Convert the records below into a two-column CSV with the header columns request and answer, one row for each record. Put the request text and its answer each in a single quoted field, and replace any line breaks with spaces.

———

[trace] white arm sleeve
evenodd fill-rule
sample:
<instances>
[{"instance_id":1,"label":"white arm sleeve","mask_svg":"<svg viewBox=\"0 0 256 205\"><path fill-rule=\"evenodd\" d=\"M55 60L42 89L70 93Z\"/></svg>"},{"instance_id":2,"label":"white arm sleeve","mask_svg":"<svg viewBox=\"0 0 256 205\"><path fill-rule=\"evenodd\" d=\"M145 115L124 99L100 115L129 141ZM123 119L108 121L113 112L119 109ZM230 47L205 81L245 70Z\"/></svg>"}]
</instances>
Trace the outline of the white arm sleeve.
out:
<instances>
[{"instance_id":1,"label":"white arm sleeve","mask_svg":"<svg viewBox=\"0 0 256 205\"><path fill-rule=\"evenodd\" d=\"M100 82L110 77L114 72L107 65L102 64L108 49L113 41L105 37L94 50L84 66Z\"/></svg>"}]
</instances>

———

- _FULL SOLUTION_
request,answer
"[trace] white arm sleeve evenodd fill-rule sample: <instances> [{""instance_id"":1,""label"":""white arm sleeve"",""mask_svg"":""<svg viewBox=\""0 0 256 205\""><path fill-rule=\""evenodd\"" d=\""M55 60L42 89L70 93Z\""/></svg>""},{""instance_id"":2,""label"":""white arm sleeve"",""mask_svg"":""<svg viewBox=\""0 0 256 205\""><path fill-rule=\""evenodd\"" d=\""M145 115L124 99L100 115L129 141ZM123 119L108 121L113 112L119 109ZM230 47L205 81L245 70Z\""/></svg>""}] </instances> Trace the outline of the white arm sleeve. out:","<instances> [{""instance_id"":1,""label"":""white arm sleeve"",""mask_svg"":""<svg viewBox=\""0 0 256 205\""><path fill-rule=\""evenodd\"" d=\""M100 82L110 77L114 72L107 65L102 64L108 49L113 41L105 37L94 50L84 66Z\""/></svg>""}] </instances>"